What you have to do:
Restate each record word for word, from the first to the last.

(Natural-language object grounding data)
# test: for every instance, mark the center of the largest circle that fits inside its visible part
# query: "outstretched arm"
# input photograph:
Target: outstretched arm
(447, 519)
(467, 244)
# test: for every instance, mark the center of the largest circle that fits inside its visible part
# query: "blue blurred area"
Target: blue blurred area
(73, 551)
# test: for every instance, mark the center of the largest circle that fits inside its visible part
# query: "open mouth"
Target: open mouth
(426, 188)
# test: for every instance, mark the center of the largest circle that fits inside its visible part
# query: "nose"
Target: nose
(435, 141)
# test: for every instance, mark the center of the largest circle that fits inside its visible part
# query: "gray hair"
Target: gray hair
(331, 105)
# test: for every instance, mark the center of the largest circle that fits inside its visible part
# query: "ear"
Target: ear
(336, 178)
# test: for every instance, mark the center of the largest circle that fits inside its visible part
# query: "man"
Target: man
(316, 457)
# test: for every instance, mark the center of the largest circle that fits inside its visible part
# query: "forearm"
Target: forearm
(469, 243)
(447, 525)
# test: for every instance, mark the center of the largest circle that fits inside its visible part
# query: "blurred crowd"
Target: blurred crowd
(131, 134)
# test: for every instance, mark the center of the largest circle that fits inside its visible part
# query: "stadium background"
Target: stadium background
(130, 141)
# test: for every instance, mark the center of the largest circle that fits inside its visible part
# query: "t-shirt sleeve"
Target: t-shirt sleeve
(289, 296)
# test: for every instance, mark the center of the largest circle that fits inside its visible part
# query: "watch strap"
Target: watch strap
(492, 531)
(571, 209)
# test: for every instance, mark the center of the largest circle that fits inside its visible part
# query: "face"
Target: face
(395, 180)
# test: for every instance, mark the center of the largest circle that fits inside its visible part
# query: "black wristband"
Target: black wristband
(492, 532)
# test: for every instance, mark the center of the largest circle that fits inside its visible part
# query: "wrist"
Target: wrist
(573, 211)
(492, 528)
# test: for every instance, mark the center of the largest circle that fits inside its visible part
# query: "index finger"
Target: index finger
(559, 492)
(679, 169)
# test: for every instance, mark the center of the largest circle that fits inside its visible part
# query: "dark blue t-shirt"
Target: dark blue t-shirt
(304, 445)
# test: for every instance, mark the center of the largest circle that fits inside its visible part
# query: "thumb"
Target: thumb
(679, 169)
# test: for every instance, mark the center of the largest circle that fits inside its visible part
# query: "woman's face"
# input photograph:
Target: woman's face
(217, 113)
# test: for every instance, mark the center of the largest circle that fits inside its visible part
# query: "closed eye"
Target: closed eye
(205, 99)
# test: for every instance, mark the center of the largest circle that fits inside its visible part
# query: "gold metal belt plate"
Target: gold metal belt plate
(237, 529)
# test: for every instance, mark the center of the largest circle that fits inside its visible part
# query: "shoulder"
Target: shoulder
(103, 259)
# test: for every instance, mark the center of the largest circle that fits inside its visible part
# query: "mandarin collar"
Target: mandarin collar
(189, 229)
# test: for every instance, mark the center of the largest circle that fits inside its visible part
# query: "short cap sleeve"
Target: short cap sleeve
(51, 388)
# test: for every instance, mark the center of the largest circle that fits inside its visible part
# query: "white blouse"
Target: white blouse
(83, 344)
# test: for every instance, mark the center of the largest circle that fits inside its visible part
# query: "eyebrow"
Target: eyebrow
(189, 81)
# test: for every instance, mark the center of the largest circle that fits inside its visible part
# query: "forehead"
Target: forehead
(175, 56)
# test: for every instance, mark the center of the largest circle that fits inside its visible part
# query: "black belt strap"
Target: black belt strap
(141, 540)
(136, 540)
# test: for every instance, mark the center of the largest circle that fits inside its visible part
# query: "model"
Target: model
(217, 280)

Task solution:
# test: for every instance, mark the center of the largest circle that fits inside its visible part
# query: "outstretched arm"
# input photograph:
Target: outstretched arm
(447, 519)
(467, 244)
# test: for every instance, mark the center of the largest circle that fits inside its visible part
# query: "blue blurred area"
Target: blue blurred area
(73, 551)
# test: for every instance, mark the center of the largest circle that fits inside its visible part
# query: "open mouth"
Target: open mouth
(426, 188)
# test: for every instance, mark the center of the largest circle that fits inside its visible part
# query: "nose"
Target: nose
(435, 141)
# test: for every instance, mark the center of the largest circle that fits inside its visible part
# query: "gray hair"
Target: gray hair
(331, 105)
# test: for every instance, mark the center of the largest circle that fits inside its visible part
# query: "ear"
Target: ear
(336, 178)
# test: for every instance, mark the center of the largest circle that fits inside its visible part
# query: "man"
Target: man
(316, 457)
# test: for every instance, mark the center of the largest circle that fits inside its visible part
# query: "forearm"
Target: forearm
(469, 243)
(447, 525)
# test: for every instance, mark the center of the largest circle that fits inside its visible part
# query: "blurred crowd"
Target: blurred crowd
(131, 134)
# test: for every instance, mark the center of the largest circle that fits inside its visible part
# query: "stadium background"
Target: stadium background
(130, 141)
# test: for every instance, mark the center of the largest circle that fits inside its visible part
# query: "t-shirt sleeve"
Target: t-shirt sleeve
(289, 296)
# test: for every instance, mark the center of the largest circle that fits inside its visible part
# query: "watch strap"
Target: watch strap
(492, 531)
(571, 209)
# test: for every instance, mark the center of the largest circle that fits inside its visible part
# query: "face"
Target: face
(395, 180)
# test: for every instance, mark the center of the largest circle that fits inside its visible part
# query: "black wristband"
Target: black wristband
(492, 532)
# test: for every instance, mark the center of the largest circle that fits inside its visible part
# query: "wrist"
Target: wrist
(573, 211)
(492, 528)
# test: for every instance, mark the center of the largest circle that fits inside its visible part
# query: "index finger"
Target: index finger
(559, 492)
(679, 169)
# test: for every instance, mark the center of the largest circle that fits inside its visible part
# query: "dark blue t-shirt"
Target: dark blue t-shirt
(304, 445)
# test: for every instance, mark the center of the largest circle that fits inside its visible part
# query: "thumb"
Target: thumb
(679, 169)
# test: for every instance, mark the center of the largest circle that fits inside its visible part
# query: "woman's face"
# input photograph:
Target: woman's face
(217, 113)
# test: for every instance, mark the center of the largest circle that fits inside its visible part
# query: "closed eye"
Target: closed eye
(205, 99)
# test: for every instance, mark the center of the largest circle that fits inside its visible part
# query: "gold metal belt plate"
Target: gold metal belt plate
(237, 529)
# test: for every instance, mark the center of the largest circle that fits inside its visible part
# query: "shoulder"
Target: shoulder
(103, 259)
# test: for every instance, mark the center of the largest circle that fits inside its visible part
# query: "mandarin collar"
Target: mandarin collar
(189, 229)
# test: for every instance, mark the center of the largest circle that fits inside its visible part
# query: "short cap sleeve"
Target: short cap sleeve
(51, 388)
# test: for every instance, mark the center of the largest circle that fits inside its visible part
# query: "white blouse"
Target: white blouse
(83, 344)
# test: for every instance, mark the center of the largest circle that fits inside its visible part
# query: "eyebrow"
Target: eyebrow
(189, 81)
# test: for every instance, mark the center of the largest circle that fits inside its visible part
# query: "forehead"
Target: forehead
(175, 56)
# test: for every instance, mark the center of the largest circle that fits inside its visible part
# query: "black belt strap"
Target: black belt strap
(141, 540)
(136, 540)
# test: for every instance, mark the center of the largest circle that fits inside its visible part
# query: "model"
Target: model
(217, 280)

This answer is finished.